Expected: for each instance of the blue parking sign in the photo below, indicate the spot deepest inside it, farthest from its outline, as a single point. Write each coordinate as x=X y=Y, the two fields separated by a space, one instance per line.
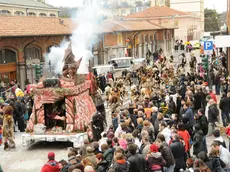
x=208 y=45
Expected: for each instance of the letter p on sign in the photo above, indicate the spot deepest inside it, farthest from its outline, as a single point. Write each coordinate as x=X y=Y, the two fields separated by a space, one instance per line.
x=208 y=45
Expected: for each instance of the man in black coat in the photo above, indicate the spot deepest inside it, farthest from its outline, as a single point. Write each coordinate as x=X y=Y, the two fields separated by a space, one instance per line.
x=166 y=154
x=137 y=161
x=97 y=126
x=199 y=100
x=213 y=114
x=178 y=151
x=20 y=110
x=224 y=106
x=202 y=120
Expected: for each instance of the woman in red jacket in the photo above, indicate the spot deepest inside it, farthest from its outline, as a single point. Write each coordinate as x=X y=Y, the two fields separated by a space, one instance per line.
x=184 y=134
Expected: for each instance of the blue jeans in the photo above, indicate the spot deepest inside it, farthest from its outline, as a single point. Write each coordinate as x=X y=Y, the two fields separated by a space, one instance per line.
x=170 y=169
x=225 y=118
x=205 y=144
x=217 y=89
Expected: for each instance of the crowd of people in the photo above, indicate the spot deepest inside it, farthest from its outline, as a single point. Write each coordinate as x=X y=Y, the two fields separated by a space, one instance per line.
x=15 y=110
x=170 y=113
x=169 y=116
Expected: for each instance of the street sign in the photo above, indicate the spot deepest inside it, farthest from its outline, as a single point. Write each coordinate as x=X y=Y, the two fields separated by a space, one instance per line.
x=208 y=45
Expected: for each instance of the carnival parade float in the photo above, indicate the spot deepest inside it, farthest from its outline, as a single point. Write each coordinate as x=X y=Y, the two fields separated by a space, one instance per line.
x=63 y=106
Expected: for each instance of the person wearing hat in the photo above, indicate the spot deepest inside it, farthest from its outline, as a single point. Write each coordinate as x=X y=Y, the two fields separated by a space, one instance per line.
x=90 y=157
x=8 y=128
x=213 y=114
x=155 y=161
x=51 y=165
x=224 y=106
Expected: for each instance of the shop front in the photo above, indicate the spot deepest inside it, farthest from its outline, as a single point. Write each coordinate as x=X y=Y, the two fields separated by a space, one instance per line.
x=8 y=66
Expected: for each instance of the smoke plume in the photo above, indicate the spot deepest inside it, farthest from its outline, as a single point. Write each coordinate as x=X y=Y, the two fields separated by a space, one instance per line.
x=83 y=38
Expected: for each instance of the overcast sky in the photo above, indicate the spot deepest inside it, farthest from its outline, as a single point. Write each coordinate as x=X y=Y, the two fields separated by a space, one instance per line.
x=65 y=3
x=219 y=5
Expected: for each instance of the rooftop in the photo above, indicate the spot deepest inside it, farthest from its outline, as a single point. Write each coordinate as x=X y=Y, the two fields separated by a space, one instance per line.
x=156 y=12
x=30 y=3
x=17 y=26
x=129 y=25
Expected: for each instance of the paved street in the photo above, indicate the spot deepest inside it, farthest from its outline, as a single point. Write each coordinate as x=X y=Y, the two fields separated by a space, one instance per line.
x=31 y=160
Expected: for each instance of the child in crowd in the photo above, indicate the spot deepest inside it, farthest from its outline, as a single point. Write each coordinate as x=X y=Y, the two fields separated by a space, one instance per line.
x=0 y=135
x=228 y=134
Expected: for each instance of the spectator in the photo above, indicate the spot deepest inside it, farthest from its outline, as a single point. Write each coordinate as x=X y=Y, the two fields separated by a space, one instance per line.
x=136 y=160
x=166 y=154
x=155 y=161
x=51 y=165
x=216 y=163
x=165 y=131
x=213 y=114
x=91 y=157
x=198 y=145
x=202 y=120
x=121 y=165
x=224 y=154
x=178 y=151
x=224 y=106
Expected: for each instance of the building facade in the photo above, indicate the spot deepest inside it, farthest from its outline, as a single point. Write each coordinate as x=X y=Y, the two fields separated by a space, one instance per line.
x=188 y=25
x=27 y=8
x=194 y=7
x=165 y=3
x=136 y=38
x=25 y=41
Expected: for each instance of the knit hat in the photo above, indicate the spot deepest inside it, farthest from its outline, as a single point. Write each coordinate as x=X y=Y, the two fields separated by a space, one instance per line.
x=51 y=155
x=154 y=148
x=208 y=97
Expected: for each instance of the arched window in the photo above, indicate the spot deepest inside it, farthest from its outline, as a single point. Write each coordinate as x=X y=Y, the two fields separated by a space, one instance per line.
x=5 y=12
x=151 y=38
x=7 y=56
x=42 y=15
x=48 y=49
x=52 y=15
x=32 y=52
x=31 y=14
x=146 y=39
x=19 y=13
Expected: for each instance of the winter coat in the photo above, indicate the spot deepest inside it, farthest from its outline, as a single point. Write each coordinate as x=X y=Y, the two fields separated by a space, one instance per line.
x=213 y=113
x=189 y=114
x=198 y=145
x=224 y=104
x=8 y=126
x=121 y=166
x=167 y=155
x=108 y=155
x=155 y=161
x=172 y=107
x=203 y=122
x=186 y=137
x=137 y=163
x=51 y=166
x=92 y=159
x=216 y=164
x=178 y=151
x=198 y=100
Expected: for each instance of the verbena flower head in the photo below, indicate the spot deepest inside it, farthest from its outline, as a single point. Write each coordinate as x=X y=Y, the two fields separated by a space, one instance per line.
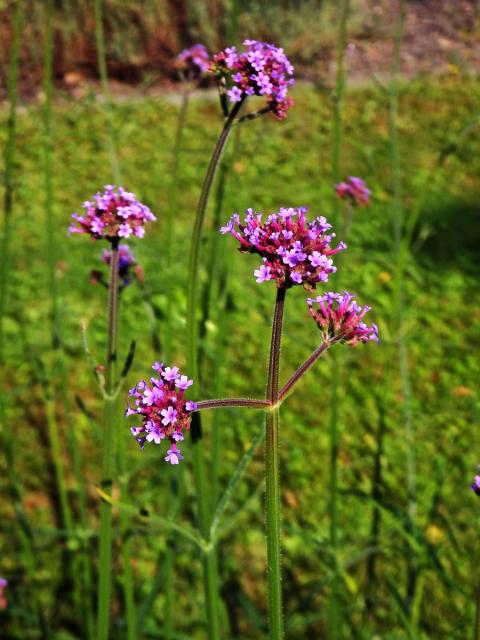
x=355 y=190
x=126 y=261
x=113 y=214
x=193 y=61
x=340 y=318
x=164 y=412
x=262 y=70
x=476 y=485
x=294 y=251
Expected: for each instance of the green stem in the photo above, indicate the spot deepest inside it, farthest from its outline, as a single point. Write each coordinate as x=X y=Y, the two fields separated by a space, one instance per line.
x=272 y=477
x=233 y=402
x=24 y=531
x=105 y=561
x=202 y=490
x=194 y=257
x=319 y=351
x=126 y=550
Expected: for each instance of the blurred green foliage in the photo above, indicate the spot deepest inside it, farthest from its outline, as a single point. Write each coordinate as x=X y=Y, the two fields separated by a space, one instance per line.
x=274 y=164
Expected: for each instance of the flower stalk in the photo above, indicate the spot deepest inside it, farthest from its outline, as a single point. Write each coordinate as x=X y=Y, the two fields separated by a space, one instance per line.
x=272 y=477
x=105 y=563
x=204 y=507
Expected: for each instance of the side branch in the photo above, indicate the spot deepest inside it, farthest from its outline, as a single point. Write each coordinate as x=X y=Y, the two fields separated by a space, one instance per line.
x=301 y=370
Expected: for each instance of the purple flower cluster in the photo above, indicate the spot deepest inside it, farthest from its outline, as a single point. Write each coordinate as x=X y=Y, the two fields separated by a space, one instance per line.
x=165 y=414
x=355 y=190
x=113 y=214
x=294 y=251
x=3 y=600
x=126 y=261
x=339 y=318
x=261 y=70
x=193 y=61
x=476 y=485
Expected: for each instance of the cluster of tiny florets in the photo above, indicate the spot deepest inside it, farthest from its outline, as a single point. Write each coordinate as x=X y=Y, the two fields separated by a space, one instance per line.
x=126 y=261
x=113 y=214
x=3 y=600
x=294 y=251
x=476 y=485
x=262 y=70
x=161 y=404
x=355 y=190
x=339 y=318
x=193 y=61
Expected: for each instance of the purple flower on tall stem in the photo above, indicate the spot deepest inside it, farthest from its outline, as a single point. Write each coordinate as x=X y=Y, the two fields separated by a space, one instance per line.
x=476 y=485
x=165 y=414
x=355 y=190
x=294 y=251
x=262 y=70
x=112 y=215
x=340 y=319
x=126 y=261
x=3 y=600
x=193 y=61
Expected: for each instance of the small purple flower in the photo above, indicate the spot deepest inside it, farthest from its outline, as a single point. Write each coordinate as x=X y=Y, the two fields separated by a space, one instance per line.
x=262 y=70
x=355 y=190
x=182 y=382
x=170 y=374
x=113 y=214
x=476 y=485
x=169 y=415
x=262 y=274
x=162 y=407
x=173 y=455
x=339 y=318
x=3 y=600
x=126 y=261
x=294 y=251
x=193 y=61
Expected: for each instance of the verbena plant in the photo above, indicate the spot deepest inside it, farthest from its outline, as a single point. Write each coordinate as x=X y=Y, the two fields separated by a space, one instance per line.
x=294 y=252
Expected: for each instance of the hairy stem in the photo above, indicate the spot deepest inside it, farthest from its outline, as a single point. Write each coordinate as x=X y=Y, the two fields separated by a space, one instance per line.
x=233 y=402
x=105 y=562
x=202 y=492
x=272 y=478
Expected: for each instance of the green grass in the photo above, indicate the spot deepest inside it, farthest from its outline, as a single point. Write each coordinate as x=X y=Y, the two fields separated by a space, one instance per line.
x=276 y=164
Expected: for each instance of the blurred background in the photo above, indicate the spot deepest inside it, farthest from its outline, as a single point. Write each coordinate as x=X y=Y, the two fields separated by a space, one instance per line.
x=387 y=91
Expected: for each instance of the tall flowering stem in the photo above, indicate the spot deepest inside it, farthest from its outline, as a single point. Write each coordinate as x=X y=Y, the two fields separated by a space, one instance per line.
x=209 y=561
x=272 y=478
x=105 y=565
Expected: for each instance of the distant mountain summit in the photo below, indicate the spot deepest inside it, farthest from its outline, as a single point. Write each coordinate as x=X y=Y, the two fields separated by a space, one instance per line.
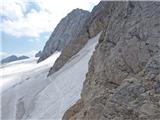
x=67 y=30
x=13 y=58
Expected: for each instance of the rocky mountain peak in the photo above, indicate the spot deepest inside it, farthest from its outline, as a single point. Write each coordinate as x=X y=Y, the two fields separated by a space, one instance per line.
x=67 y=30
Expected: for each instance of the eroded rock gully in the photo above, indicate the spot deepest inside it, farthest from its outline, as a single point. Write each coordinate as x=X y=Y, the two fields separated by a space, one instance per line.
x=123 y=82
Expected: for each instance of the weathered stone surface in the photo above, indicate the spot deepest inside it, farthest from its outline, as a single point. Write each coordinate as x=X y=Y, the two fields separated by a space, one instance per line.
x=67 y=30
x=124 y=71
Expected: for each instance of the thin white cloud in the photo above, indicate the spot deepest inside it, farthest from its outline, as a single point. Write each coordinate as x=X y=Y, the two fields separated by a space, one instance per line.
x=36 y=22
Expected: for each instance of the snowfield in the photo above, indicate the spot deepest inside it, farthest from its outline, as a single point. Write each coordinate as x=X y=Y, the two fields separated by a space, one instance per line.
x=27 y=92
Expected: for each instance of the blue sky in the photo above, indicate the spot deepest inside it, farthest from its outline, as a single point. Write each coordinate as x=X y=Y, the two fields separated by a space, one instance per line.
x=26 y=25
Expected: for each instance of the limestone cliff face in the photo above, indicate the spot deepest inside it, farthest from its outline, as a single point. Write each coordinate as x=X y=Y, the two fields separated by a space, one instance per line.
x=67 y=30
x=94 y=24
x=123 y=82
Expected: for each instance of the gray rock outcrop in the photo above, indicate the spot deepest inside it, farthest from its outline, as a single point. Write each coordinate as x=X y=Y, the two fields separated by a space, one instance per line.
x=67 y=30
x=38 y=54
x=123 y=82
x=91 y=28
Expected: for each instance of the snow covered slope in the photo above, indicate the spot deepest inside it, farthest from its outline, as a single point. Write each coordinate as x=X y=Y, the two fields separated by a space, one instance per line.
x=39 y=97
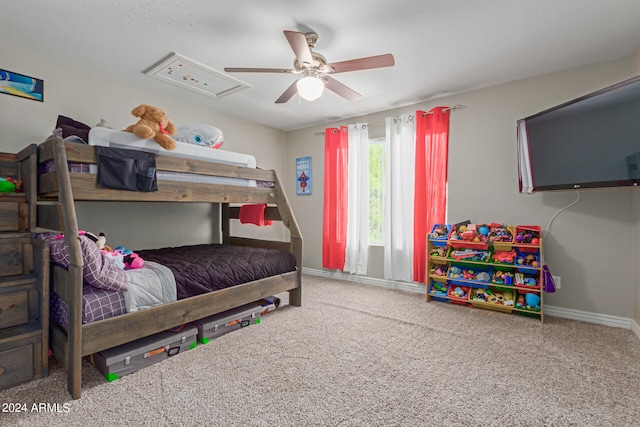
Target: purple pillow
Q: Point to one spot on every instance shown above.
(71, 127)
(97, 270)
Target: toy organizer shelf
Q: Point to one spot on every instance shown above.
(493, 272)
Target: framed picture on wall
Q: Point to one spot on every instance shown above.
(20, 85)
(303, 175)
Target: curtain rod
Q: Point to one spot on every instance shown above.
(455, 107)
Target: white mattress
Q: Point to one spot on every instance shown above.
(127, 140)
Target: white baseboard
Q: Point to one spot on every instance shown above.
(567, 313)
(635, 328)
(391, 284)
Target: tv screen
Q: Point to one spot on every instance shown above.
(590, 142)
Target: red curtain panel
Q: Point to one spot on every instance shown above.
(430, 200)
(334, 225)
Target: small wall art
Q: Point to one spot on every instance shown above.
(303, 176)
(21, 85)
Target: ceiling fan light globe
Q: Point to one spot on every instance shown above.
(310, 88)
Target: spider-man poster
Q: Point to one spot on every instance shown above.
(303, 175)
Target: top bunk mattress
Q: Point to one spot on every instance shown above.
(99, 136)
(119, 139)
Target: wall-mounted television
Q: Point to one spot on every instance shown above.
(590, 142)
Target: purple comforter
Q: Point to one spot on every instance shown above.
(210, 267)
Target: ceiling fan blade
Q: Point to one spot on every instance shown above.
(257, 70)
(287, 94)
(342, 90)
(370, 62)
(298, 42)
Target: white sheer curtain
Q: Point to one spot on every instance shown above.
(399, 185)
(358, 209)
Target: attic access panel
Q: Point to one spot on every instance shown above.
(192, 75)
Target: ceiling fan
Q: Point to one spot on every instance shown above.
(315, 70)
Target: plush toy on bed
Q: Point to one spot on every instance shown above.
(199, 134)
(154, 123)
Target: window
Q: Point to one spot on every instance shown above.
(377, 154)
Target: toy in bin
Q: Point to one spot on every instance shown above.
(471, 233)
(504, 257)
(459, 292)
(528, 235)
(438, 288)
(528, 301)
(528, 260)
(501, 233)
(440, 231)
(469, 255)
(438, 270)
(502, 277)
(439, 251)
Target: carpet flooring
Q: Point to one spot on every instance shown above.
(360, 355)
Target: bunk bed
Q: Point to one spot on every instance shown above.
(57, 191)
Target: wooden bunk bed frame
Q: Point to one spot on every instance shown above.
(57, 193)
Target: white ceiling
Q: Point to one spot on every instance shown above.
(440, 47)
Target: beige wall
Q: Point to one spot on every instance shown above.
(590, 245)
(88, 97)
(636, 228)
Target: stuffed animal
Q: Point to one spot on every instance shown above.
(154, 123)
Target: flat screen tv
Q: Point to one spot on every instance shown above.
(590, 142)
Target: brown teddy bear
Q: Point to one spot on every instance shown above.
(154, 123)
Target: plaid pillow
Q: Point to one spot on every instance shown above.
(97, 270)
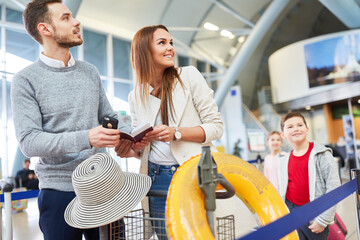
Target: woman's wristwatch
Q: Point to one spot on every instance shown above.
(177, 134)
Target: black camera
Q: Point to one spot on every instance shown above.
(110, 122)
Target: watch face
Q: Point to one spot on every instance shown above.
(177, 135)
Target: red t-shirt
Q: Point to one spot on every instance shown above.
(298, 172)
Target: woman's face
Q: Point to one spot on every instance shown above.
(162, 49)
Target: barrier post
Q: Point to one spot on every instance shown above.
(355, 173)
(207, 176)
(7, 188)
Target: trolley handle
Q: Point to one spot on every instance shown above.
(6, 186)
(230, 190)
(156, 193)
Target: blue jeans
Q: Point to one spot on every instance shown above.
(52, 205)
(161, 177)
(304, 232)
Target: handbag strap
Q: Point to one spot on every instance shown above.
(340, 226)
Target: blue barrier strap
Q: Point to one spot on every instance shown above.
(255, 161)
(21, 195)
(302, 215)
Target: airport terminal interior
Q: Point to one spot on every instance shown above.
(262, 59)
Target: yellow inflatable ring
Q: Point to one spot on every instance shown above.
(185, 210)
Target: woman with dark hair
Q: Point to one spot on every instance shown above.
(176, 101)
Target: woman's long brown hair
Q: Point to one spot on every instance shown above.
(144, 66)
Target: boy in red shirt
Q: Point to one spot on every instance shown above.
(306, 173)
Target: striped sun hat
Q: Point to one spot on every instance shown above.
(104, 193)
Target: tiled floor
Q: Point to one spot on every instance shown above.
(25, 226)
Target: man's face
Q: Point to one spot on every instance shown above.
(66, 31)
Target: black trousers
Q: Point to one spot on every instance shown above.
(52, 205)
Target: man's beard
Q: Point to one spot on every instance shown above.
(64, 42)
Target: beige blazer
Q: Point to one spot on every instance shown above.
(194, 106)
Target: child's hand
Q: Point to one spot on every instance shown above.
(316, 228)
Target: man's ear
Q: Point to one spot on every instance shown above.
(45, 29)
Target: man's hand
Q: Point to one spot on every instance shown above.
(100, 137)
(162, 133)
(316, 228)
(141, 145)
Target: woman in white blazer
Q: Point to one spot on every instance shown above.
(177, 102)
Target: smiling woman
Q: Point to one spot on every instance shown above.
(177, 102)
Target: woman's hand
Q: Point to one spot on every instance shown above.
(160, 133)
(124, 148)
(141, 145)
(316, 228)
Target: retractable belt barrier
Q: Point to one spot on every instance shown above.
(279, 228)
(21, 195)
(303, 214)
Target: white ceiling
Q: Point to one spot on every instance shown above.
(125, 17)
(300, 20)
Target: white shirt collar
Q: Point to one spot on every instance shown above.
(51, 62)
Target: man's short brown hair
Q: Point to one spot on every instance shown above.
(37, 11)
(291, 115)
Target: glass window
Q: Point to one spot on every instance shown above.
(201, 66)
(122, 63)
(183, 61)
(121, 90)
(95, 50)
(13, 16)
(22, 45)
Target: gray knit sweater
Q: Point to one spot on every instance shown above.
(53, 111)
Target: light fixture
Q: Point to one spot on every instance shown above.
(226, 33)
(210, 26)
(241, 39)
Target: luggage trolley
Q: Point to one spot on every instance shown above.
(139, 224)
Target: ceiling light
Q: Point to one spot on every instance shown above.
(232, 51)
(241, 39)
(210, 26)
(226, 33)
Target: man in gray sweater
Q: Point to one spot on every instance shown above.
(58, 104)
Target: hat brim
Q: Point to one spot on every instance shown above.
(135, 188)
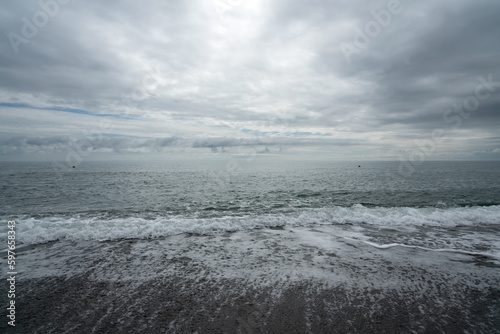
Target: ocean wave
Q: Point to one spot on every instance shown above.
(35, 230)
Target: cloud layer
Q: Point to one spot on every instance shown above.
(329, 79)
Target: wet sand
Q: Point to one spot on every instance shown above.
(262, 281)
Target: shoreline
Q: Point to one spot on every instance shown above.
(291, 280)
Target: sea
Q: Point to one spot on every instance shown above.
(452, 206)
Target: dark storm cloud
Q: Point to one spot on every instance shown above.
(211, 77)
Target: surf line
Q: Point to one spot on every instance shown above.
(448, 250)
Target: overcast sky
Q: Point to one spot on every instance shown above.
(216, 79)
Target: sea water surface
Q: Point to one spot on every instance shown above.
(452, 206)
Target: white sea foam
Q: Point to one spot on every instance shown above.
(34, 230)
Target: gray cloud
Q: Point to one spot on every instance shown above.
(179, 75)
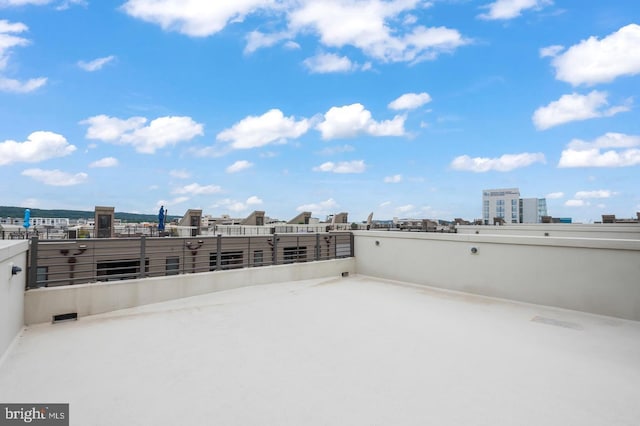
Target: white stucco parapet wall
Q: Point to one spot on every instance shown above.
(600, 276)
(12, 253)
(625, 231)
(94, 298)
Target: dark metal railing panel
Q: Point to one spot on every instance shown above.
(69, 262)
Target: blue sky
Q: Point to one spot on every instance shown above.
(405, 108)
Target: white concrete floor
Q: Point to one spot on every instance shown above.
(354, 351)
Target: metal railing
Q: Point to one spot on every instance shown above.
(69, 262)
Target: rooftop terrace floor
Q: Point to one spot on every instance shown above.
(348, 351)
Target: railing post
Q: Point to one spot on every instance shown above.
(219, 252)
(143, 256)
(275, 249)
(32, 279)
(352, 242)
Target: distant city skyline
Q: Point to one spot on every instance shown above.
(401, 108)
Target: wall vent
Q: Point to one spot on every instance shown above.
(71, 316)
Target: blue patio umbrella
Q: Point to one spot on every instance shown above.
(27, 219)
(161, 219)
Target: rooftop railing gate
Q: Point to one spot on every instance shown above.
(69, 262)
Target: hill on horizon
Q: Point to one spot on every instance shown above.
(10, 211)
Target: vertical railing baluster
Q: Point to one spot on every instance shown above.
(32, 279)
(219, 252)
(143, 256)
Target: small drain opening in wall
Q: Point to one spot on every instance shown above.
(71, 316)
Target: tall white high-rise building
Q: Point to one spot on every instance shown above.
(507, 205)
(532, 210)
(501, 203)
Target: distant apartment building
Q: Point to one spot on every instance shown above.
(505, 205)
(532, 210)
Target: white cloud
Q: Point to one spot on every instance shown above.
(372, 26)
(337, 150)
(56, 177)
(323, 207)
(159, 133)
(355, 166)
(609, 150)
(9, 40)
(602, 193)
(180, 174)
(39, 146)
(555, 195)
(172, 202)
(351, 120)
(16, 86)
(551, 51)
(95, 64)
(393, 179)
(197, 189)
(381, 29)
(271, 127)
(195, 18)
(509, 9)
(594, 61)
(238, 206)
(575, 107)
(238, 166)
(410, 101)
(504, 163)
(325, 63)
(105, 162)
(576, 203)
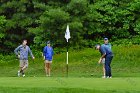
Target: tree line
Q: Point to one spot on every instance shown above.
(89, 21)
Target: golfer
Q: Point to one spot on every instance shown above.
(22, 52)
(106, 43)
(48, 57)
(108, 55)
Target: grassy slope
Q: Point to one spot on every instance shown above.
(125, 68)
(82, 63)
(87, 85)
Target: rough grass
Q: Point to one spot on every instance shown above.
===============
=== Written request ===
Reproduce, word for word, everything in the data above from the line containing "Target: wall vent" down to the last line, with both ends included. Leave the pictures out.

=== Final result ===
Target: wall vent
Q: Point to one spot on every instance shown above.
(71, 316)
Target: blue patio umbrella
Q: Point to one spot on every instance shown above.
(27, 219)
(161, 219)
Target: rooftop railing gate
Q: Point to one spot on every instance shown above.
(69, 262)
Target: hill on horizon
Q: Point to one spot on every instance shown above.
(10, 211)
Target: vertical railing baluster
Q: Point to one spot on every instance shown above.
(32, 279)
(219, 252)
(143, 256)
Target: small drain opening in wall
Q: Point to one spot on every instance shown above.
(71, 316)
Target: tall white high-rise building
Q: Point to one spot on every instance shown above.
(507, 205)
(532, 210)
(501, 203)
Target: distant apartment building
Q: Point to one spot on every instance shown above.
(505, 205)
(532, 210)
Target: white cloud
Q: Point to one spot on every instance shown above.
(372, 26)
(337, 150)
(56, 177)
(323, 207)
(159, 133)
(355, 166)
(609, 150)
(9, 40)
(602, 193)
(180, 174)
(39, 146)
(555, 195)
(172, 202)
(351, 120)
(16, 86)
(551, 51)
(95, 64)
(393, 179)
(197, 189)
(381, 29)
(271, 127)
(195, 18)
(509, 9)
(594, 61)
(238, 206)
(575, 107)
(238, 166)
(410, 101)
(504, 163)
(325, 63)
(105, 162)
(576, 203)
Target: tree line
Q: Point to one spot on every instance shown above.
(89, 21)
Target: golfer
Q: Point to one spot on every instance shown above.
(22, 52)
(106, 43)
(48, 57)
(108, 55)
Target: grassy slope
Q: Point to one spot on every instance shown above.
(125, 68)
(82, 63)
(87, 85)
Target: rough grass
Q: Point to one spot on every instance shown above.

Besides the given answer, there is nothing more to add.